- **What is expected**: Each line from the start of the data below through the one containing "Target: young giraffe" must be reproduced exactly.
*** Data for this task Section Begins ***
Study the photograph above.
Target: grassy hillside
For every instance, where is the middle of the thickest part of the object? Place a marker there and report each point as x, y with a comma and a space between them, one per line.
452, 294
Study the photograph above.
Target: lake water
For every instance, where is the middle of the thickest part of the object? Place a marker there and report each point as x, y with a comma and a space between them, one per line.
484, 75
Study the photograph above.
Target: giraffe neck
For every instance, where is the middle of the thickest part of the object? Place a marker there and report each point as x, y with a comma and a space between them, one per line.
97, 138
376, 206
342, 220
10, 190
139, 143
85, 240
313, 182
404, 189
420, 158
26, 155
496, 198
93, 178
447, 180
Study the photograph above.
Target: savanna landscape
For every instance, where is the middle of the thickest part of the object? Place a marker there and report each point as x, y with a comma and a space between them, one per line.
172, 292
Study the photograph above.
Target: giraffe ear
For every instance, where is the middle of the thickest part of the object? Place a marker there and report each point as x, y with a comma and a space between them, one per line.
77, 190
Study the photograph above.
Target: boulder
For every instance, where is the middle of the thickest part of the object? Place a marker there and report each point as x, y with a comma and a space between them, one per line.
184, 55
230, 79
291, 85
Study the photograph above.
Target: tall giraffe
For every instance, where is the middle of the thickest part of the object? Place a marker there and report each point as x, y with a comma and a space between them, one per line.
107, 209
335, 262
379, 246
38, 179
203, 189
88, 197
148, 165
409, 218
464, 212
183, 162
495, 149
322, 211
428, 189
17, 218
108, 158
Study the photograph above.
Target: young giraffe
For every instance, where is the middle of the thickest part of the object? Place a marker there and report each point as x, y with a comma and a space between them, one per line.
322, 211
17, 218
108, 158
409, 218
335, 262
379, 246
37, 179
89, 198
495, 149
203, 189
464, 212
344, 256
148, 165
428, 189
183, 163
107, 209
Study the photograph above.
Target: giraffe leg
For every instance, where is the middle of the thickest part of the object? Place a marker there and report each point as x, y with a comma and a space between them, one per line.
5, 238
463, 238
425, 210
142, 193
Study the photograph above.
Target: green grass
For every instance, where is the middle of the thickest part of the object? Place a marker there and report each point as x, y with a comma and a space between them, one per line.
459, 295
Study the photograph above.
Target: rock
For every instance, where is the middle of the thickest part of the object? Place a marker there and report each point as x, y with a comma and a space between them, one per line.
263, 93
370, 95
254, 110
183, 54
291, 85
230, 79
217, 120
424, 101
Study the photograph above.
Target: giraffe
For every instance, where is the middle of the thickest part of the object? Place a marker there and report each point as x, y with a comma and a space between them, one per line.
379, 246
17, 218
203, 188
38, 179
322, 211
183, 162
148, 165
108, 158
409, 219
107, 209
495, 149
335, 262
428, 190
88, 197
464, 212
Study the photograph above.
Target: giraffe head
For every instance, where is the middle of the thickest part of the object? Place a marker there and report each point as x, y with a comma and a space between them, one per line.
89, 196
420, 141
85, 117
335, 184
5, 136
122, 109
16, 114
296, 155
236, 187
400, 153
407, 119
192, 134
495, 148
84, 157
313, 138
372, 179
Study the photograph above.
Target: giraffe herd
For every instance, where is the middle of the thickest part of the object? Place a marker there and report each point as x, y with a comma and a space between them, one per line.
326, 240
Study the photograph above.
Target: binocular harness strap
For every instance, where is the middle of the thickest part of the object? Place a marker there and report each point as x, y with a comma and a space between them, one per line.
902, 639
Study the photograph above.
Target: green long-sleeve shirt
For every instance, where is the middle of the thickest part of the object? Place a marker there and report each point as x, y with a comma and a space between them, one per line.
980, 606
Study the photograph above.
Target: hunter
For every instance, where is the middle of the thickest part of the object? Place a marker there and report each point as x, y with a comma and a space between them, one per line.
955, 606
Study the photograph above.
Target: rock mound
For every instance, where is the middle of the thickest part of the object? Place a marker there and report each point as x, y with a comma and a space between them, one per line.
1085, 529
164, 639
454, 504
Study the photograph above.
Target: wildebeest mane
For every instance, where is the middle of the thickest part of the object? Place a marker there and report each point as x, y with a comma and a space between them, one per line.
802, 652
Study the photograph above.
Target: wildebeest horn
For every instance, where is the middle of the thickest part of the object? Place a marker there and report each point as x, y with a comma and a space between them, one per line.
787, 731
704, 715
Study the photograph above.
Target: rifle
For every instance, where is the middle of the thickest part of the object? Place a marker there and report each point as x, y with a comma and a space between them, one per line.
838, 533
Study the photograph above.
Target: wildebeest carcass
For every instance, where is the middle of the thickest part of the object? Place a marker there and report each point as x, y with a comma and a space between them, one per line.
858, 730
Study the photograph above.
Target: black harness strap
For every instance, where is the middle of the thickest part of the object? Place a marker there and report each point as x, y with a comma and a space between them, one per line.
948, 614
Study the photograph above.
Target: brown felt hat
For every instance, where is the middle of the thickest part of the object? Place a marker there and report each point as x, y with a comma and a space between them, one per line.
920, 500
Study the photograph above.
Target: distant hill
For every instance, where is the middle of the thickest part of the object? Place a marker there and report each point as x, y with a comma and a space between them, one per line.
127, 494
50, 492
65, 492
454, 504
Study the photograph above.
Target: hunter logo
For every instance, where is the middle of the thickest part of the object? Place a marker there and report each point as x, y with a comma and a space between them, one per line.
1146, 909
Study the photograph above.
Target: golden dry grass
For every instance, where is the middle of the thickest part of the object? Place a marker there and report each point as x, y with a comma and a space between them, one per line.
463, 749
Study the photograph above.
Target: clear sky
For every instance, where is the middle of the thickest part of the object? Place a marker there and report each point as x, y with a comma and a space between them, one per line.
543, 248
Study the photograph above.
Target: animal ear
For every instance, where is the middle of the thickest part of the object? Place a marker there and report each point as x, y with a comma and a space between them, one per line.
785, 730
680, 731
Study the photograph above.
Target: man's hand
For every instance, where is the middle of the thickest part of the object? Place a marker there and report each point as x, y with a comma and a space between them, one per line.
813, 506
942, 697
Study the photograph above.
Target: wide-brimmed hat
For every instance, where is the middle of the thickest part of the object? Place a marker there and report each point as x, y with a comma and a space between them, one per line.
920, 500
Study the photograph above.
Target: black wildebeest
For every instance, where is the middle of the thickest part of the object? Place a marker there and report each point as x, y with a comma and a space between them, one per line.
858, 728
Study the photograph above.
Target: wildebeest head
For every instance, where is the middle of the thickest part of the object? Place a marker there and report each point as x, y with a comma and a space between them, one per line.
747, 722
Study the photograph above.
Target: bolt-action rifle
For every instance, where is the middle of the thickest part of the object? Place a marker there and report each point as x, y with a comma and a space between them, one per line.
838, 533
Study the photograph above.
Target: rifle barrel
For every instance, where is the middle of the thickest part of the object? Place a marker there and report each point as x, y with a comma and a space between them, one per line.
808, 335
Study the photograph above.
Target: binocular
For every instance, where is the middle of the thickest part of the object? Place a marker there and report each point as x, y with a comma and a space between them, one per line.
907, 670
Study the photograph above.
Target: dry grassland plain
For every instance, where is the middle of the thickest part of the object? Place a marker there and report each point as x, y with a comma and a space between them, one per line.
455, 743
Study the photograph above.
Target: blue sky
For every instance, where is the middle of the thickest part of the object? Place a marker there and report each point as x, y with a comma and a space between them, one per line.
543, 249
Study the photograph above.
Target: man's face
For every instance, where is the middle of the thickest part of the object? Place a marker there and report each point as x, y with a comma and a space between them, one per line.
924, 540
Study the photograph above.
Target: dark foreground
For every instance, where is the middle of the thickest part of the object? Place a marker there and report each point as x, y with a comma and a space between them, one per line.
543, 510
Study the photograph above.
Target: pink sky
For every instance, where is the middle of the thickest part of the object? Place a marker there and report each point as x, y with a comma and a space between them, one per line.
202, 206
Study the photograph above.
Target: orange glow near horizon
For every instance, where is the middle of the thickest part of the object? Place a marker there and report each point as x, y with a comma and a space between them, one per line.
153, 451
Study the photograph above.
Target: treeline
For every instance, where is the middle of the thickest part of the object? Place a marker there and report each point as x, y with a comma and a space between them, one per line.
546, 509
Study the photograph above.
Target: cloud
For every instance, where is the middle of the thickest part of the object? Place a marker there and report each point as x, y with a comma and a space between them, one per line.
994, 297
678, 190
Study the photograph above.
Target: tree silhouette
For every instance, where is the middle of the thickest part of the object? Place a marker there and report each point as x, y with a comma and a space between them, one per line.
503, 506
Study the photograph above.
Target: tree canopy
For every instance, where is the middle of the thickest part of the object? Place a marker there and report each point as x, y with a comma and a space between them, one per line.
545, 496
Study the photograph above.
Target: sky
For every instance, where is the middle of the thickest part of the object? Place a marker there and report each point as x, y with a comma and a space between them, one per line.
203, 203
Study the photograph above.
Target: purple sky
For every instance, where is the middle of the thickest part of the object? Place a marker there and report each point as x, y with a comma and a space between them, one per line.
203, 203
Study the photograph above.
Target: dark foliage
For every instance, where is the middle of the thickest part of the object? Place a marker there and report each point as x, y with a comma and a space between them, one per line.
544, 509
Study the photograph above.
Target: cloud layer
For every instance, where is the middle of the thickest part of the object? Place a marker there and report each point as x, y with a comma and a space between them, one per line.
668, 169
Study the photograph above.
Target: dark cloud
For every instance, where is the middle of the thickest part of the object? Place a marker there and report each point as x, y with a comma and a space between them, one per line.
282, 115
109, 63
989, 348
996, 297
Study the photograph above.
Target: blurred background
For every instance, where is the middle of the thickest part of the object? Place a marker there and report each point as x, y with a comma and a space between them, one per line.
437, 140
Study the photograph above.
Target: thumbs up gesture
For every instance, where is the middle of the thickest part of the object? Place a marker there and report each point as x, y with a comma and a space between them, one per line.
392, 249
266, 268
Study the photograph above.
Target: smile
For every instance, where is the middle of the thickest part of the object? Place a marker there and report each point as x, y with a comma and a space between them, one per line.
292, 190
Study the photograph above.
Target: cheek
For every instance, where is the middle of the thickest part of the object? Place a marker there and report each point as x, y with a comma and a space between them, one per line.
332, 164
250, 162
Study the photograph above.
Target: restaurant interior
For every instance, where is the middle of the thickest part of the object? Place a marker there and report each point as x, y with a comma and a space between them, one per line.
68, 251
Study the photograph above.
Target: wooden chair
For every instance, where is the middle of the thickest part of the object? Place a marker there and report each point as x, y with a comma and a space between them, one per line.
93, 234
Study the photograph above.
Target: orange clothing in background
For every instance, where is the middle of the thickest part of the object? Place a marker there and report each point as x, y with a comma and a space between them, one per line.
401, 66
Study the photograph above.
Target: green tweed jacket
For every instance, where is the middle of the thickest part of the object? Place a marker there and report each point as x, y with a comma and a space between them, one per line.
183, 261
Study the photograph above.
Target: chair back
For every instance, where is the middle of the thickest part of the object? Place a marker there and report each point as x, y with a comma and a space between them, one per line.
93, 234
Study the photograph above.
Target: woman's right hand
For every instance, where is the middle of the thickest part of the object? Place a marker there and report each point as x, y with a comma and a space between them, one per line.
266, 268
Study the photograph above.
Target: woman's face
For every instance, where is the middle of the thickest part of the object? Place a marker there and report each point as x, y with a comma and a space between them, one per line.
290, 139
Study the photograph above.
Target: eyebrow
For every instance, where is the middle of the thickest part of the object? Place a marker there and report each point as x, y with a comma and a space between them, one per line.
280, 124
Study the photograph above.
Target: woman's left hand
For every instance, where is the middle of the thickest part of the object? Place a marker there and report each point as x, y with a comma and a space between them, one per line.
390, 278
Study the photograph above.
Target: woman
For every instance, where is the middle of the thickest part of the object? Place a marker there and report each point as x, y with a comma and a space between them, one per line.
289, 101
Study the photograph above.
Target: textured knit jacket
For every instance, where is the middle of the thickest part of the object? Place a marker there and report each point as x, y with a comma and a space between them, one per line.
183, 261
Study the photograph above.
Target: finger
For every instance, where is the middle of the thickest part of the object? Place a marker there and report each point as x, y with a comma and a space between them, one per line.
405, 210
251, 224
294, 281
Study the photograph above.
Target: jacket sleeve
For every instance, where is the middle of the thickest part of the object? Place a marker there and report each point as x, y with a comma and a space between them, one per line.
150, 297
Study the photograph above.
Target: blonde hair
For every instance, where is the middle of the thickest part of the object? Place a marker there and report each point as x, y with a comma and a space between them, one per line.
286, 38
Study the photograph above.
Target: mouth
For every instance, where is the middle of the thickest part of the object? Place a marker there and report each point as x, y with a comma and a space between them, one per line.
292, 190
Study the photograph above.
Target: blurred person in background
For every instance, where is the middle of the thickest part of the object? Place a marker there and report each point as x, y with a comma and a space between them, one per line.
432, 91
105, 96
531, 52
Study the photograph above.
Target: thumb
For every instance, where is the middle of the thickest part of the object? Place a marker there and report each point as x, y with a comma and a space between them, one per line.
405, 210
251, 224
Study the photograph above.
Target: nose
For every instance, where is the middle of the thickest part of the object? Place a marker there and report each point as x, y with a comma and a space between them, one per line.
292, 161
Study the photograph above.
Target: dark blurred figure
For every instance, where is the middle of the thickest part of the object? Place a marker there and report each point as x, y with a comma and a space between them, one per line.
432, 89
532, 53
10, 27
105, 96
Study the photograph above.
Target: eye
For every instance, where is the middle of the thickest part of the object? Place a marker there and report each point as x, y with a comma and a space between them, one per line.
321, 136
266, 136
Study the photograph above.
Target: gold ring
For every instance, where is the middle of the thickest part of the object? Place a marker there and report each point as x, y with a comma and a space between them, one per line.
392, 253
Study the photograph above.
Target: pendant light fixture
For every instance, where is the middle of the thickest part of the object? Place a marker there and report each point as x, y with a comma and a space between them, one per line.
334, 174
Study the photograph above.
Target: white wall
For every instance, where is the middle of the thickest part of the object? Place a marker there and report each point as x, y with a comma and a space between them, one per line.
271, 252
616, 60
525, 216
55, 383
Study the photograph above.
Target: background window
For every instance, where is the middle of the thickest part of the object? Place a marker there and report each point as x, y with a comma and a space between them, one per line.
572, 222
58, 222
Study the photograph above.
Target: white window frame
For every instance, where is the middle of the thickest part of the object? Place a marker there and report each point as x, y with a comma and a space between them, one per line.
*** Data for this task Section Ends ***
- **Answer section**:
Study the photograph above.
Target: grassy hillside
For every instance, where is the middle of the thickest part of the object? Place a marker there and report each point as x, y with a comma and a space between them, one per line.
452, 294
Study the photograph above.
Target: lake water
For every instance, where is the middle of the thickest part of the object? Place a marker there and report each point as x, y with a comma and a space between them, one per line.
484, 75
Study the photograph above.
Target: giraffe neck
For every instance, where is the middle of the thickest part of the object? Place a marker there and report each point as x, y with a comma and a space between them, one per line.
97, 138
376, 206
342, 220
10, 190
139, 143
85, 240
313, 182
404, 189
420, 158
26, 155
496, 198
93, 178
447, 180
Study the photograph above.
Target: savanna landscape
For every instance, where is the middle of the thickest part of the object? Place a marker there and report each point as x, y with a comma and a space between them, one per line.
172, 292
Study the photograph above.
Target: giraffe ear
For every instance, where is the middle of the thickest part of the object? Place a marker there and report each point as x, y with a comma and a space between them, one per line.
77, 190
Study the photograph above.
Target: boulder
For every instance, where is the middle of the thickest part of the object? Place a marker there and report each point as x, y with a comma and a space between them, one per line.
184, 55
230, 79
291, 85
Study the photograph above.
Target: tall giraffe
For every instance, where is the middle of the thickest part of the object? Place a marker there and report each point as x, y with a comma and a space between them, one per line.
107, 209
335, 262
379, 246
38, 179
203, 189
88, 197
148, 165
409, 218
464, 212
183, 162
495, 149
322, 211
428, 189
17, 218
108, 158
Study the photograph above.
Target: young giraffe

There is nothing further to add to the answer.